Un tributo enorme alla lotta contro il virus. Pagato da categorie di lavoratori per anni indicati come “fannulloni”, “fonte di spreco”, espressione della “bestia pubblica che divora risorse” e oggetto di tagli selvaggi (37 miliardi, secondo GIMBE con oltre 40.000 unità di personale in meno negli ultimi 10 anni).
Ad ognuno e ognuna delle centinaia di migliaia di lavoratori della sanità e dell’assistenza, dagli ospedali alle CRA, non piace essere definiti eroi, come usa fare con eccessiva disinvoltura nel nostro Paese per ogni lavoratore che svolge con dedizione e disciplina il proprio lavoro ma non c’è dubbio che siamo dinanzi a una prova, a un tributo di grande portata morale e civile.
Chi ha vissuto e lavora dagli ospedali alle CRA non ha visto un fuggi fuggi con l’arrivo della epidemia ma, al contrario, ha visto colleghi e colleghe rinunciare alle ferie, ai riposi, fermarsi oltre l’orario di lavoro spinti dalla consapevolezza che stavano affrontando, per conto della gente della quale hanno giurato di prendersi cura, una lotta decisiva, per la salute e per la vita economica e sociale del Paese.

[Voci di dati memorizzate]
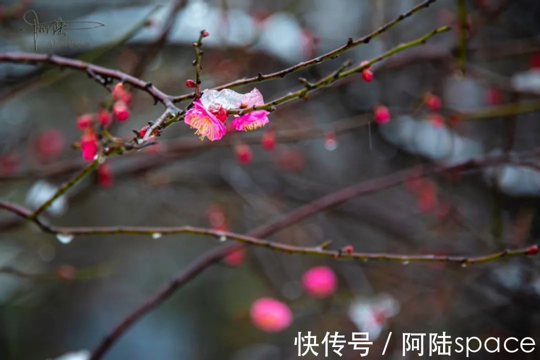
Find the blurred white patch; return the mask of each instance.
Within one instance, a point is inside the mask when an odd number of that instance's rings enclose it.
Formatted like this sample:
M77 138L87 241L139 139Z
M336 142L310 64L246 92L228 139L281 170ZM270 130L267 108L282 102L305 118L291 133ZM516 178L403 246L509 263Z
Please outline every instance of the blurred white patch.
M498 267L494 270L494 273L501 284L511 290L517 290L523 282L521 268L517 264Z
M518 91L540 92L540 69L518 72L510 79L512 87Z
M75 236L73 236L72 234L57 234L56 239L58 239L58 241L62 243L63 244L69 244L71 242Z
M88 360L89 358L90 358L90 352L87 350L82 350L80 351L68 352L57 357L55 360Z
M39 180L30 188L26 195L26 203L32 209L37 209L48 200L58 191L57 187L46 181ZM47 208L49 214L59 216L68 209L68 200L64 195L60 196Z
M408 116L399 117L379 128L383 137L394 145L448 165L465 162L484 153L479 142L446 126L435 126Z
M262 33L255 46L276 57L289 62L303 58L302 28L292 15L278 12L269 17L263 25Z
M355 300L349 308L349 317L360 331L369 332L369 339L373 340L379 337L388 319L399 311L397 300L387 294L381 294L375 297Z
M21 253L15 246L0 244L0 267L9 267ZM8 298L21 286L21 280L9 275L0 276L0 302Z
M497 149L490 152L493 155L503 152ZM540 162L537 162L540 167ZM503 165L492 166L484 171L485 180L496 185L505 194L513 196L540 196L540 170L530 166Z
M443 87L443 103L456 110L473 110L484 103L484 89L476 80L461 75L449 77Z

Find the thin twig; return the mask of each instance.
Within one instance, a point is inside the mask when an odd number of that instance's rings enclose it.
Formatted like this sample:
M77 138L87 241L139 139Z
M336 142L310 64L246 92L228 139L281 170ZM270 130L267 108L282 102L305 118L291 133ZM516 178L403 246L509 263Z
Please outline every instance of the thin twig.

...

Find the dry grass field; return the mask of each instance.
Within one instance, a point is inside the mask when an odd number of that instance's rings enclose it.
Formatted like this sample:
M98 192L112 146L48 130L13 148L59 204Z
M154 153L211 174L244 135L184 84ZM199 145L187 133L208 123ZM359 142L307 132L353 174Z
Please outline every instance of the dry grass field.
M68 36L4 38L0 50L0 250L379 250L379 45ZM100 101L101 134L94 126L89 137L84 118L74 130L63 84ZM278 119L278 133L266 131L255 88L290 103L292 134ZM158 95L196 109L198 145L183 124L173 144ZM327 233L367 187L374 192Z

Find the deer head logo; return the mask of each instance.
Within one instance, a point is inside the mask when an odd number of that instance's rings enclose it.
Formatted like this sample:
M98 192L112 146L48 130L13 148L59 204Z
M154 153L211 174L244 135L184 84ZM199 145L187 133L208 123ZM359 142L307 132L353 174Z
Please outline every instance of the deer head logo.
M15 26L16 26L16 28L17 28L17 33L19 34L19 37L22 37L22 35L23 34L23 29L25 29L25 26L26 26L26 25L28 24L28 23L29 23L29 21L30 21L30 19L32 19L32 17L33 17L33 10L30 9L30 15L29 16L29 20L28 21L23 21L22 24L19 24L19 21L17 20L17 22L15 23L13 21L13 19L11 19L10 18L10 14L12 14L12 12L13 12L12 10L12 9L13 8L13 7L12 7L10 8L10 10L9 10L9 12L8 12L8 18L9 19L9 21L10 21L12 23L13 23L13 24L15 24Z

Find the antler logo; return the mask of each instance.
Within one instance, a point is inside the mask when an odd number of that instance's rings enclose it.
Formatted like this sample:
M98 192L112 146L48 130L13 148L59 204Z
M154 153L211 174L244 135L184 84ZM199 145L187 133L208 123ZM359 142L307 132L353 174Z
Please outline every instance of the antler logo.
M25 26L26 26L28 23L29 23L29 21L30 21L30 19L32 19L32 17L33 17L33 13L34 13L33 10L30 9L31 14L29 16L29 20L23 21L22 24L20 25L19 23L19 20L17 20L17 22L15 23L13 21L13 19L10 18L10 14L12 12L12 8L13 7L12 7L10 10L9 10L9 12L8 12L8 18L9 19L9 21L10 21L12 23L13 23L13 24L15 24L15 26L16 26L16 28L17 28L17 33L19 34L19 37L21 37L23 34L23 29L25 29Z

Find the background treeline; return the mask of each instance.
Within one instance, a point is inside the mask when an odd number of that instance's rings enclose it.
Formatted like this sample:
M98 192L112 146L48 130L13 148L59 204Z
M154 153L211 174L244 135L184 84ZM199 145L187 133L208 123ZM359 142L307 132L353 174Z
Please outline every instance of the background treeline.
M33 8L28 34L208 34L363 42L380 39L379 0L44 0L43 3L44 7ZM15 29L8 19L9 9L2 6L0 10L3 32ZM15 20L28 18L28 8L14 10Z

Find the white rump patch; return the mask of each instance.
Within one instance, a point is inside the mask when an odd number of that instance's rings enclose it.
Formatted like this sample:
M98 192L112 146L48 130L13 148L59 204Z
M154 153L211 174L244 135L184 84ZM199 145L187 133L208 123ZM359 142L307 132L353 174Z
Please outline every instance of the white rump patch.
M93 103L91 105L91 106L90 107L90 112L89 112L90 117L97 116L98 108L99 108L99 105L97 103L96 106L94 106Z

### Compito
Rispondi a queste domande sul testo dedicato ai lavoratori della sanità e dell'assistenza.
(a) Secondo GIMBE, a quanto ammontano i tagli e quante unità di personale in meno ci sono state negli ultimi 10 anni?
(b) Con quale definizione a questi lavoratori non piace essere chiamati?
(c) A che cosa hanno rinunciato colleghi e colleghe con l'arrivo dell'epidemia?
Per rispondere basati unicamente sul testo.

### Spazio risposta
(a) I tagli ammontano a 37 miliardi, con oltre 40.000 unità di personale in meno.
(b) A questi lavoratori non piace essere definiti eroi.
(c) Hanno rinunciato alle ferie e ai riposi e si sono fermati oltre l'orario di lavoro.